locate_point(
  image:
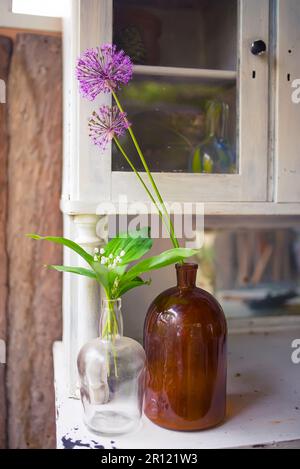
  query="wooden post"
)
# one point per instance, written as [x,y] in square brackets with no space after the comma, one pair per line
[5,53]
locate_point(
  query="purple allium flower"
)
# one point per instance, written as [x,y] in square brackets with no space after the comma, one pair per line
[102,70]
[106,124]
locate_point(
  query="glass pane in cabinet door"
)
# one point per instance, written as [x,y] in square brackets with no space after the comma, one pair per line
[182,99]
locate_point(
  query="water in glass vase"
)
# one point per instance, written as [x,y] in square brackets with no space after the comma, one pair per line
[111,370]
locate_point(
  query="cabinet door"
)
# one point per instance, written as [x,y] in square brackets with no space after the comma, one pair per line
[198,101]
[287,167]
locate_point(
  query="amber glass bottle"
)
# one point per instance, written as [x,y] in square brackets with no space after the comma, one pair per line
[185,341]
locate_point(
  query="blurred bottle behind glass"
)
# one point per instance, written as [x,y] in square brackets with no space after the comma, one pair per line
[214,154]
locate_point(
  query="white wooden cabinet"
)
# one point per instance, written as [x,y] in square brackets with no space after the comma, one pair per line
[266,123]
[266,177]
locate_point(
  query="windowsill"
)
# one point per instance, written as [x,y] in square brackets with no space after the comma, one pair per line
[263,403]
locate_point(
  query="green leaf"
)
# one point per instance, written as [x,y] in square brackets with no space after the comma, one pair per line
[73,270]
[100,271]
[65,242]
[157,262]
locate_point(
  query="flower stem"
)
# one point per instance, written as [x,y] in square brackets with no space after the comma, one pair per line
[143,184]
[158,195]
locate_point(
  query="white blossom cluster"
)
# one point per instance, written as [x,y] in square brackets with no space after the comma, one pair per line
[109,261]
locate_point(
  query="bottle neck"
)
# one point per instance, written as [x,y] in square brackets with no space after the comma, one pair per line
[186,275]
[111,320]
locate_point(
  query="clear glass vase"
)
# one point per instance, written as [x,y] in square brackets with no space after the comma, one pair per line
[111,370]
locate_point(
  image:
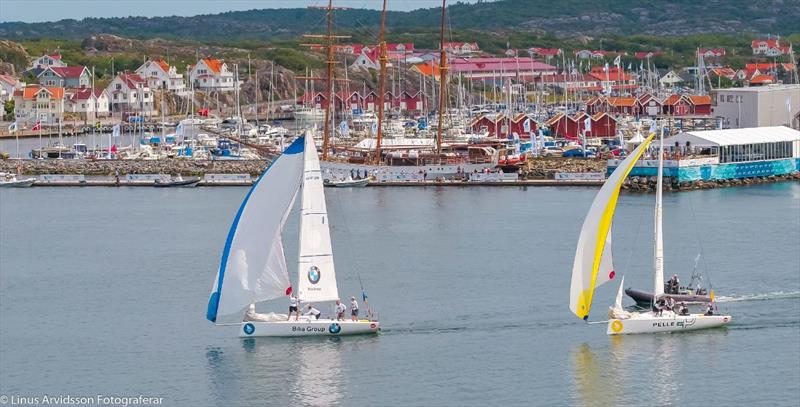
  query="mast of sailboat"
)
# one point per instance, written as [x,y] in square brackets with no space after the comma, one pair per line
[383,59]
[659,239]
[442,81]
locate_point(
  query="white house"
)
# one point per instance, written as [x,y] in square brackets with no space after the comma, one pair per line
[160,75]
[128,92]
[87,104]
[461,48]
[9,84]
[46,61]
[65,76]
[367,60]
[36,103]
[670,80]
[212,74]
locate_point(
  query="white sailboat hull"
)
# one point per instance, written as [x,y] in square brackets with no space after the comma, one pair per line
[317,327]
[647,323]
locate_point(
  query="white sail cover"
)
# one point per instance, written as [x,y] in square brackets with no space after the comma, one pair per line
[253,266]
[594,237]
[658,250]
[316,277]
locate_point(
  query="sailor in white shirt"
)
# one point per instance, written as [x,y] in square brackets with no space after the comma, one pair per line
[294,304]
[340,308]
[353,309]
[313,312]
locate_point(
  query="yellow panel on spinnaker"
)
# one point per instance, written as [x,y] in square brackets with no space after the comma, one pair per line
[594,232]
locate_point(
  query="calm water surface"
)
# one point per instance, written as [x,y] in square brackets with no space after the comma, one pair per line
[104,290]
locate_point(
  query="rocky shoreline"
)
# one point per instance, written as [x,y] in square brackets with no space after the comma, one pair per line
[110,167]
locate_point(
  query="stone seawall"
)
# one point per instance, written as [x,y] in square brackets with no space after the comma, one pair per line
[648,184]
[546,167]
[109,167]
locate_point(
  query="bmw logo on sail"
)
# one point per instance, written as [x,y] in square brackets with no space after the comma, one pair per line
[313,275]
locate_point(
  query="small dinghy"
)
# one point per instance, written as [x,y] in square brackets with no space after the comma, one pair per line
[9,180]
[177,182]
[645,299]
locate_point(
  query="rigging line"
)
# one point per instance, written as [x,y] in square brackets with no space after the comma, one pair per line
[699,241]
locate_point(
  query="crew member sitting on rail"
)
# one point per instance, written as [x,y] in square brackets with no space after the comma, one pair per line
[293,307]
[340,308]
[312,312]
[710,309]
[682,309]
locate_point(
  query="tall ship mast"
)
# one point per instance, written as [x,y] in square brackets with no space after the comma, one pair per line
[442,81]
[330,63]
[383,59]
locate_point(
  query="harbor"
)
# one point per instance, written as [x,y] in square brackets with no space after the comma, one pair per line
[422,203]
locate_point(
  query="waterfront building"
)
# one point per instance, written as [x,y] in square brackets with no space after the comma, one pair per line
[87,104]
[46,61]
[160,75]
[130,94]
[65,76]
[771,105]
[770,47]
[462,48]
[35,103]
[212,74]
[9,84]
[725,154]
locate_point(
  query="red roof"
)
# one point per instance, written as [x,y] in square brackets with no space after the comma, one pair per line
[673,99]
[647,54]
[545,51]
[68,71]
[131,80]
[215,65]
[29,92]
[761,79]
[700,100]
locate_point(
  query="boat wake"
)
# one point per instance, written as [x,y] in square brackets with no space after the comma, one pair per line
[776,295]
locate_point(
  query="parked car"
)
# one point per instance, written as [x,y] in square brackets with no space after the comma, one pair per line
[552,151]
[578,152]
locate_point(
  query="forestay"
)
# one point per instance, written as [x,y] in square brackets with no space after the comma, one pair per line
[315,275]
[594,238]
[253,266]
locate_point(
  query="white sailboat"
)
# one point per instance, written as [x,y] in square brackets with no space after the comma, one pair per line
[253,267]
[593,263]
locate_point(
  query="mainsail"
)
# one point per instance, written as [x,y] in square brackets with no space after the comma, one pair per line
[253,266]
[316,277]
[595,235]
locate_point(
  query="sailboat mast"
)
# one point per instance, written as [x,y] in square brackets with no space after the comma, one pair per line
[659,239]
[329,82]
[381,83]
[442,81]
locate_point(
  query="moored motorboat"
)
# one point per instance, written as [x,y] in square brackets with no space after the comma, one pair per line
[9,180]
[177,182]
[348,183]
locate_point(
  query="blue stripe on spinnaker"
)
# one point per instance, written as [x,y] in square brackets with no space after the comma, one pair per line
[213,302]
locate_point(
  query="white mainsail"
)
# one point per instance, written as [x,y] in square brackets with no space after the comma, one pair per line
[316,277]
[595,235]
[253,266]
[658,250]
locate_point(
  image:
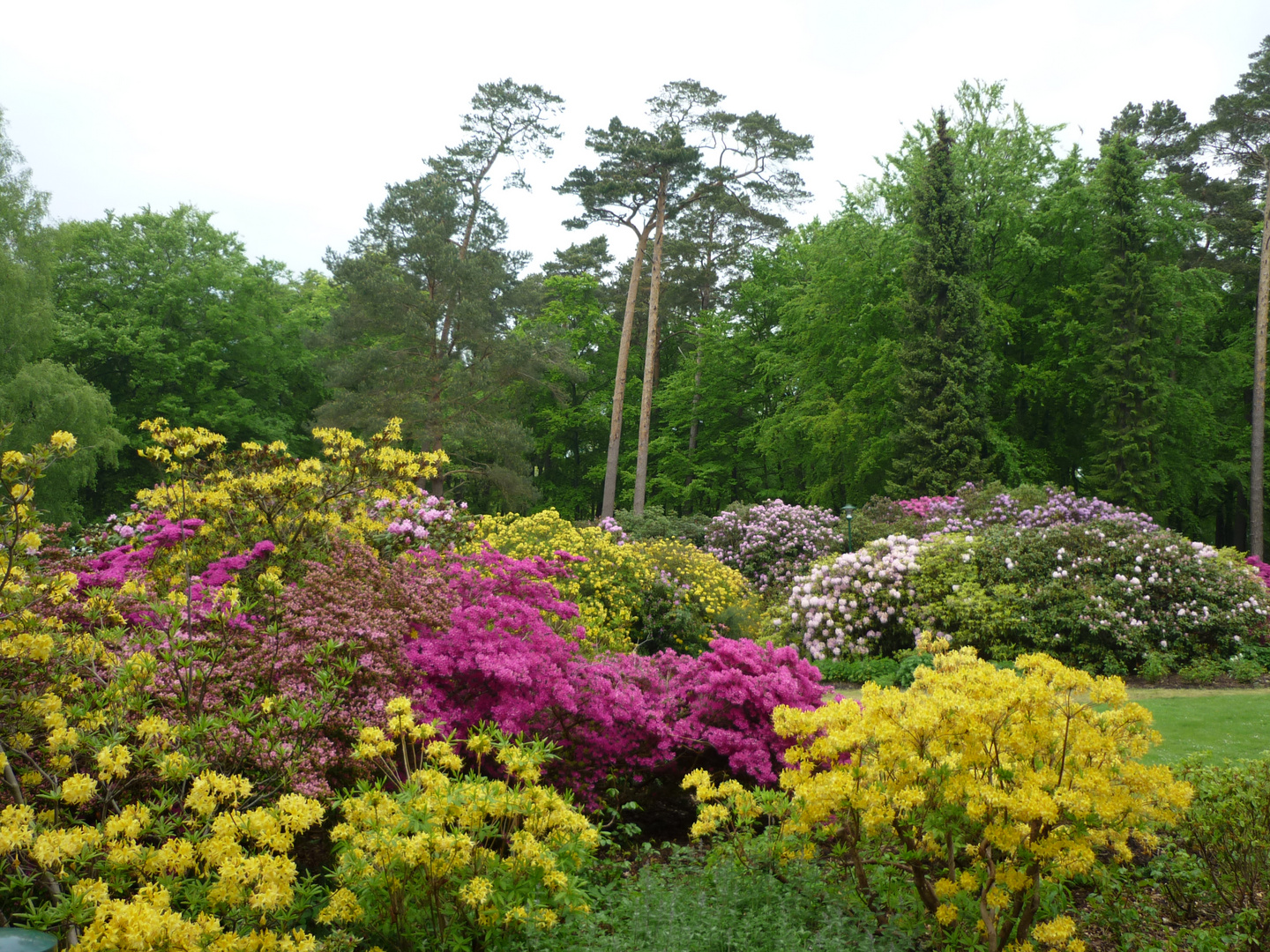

■ EXERCISE OBJECTIVE ■
List every line in the items above that contains the word "white", copying each line in full. Case counts.

■ ANSWER FOR THE TASK ■
  query="white wooden cabinet"
  query="white blossom cluster"
  query="white house"
  query="white sailboat hull"
  query="white sail cover"
  query="sailor in white shirt"
  query="white sailboat"
  query="white mainsail"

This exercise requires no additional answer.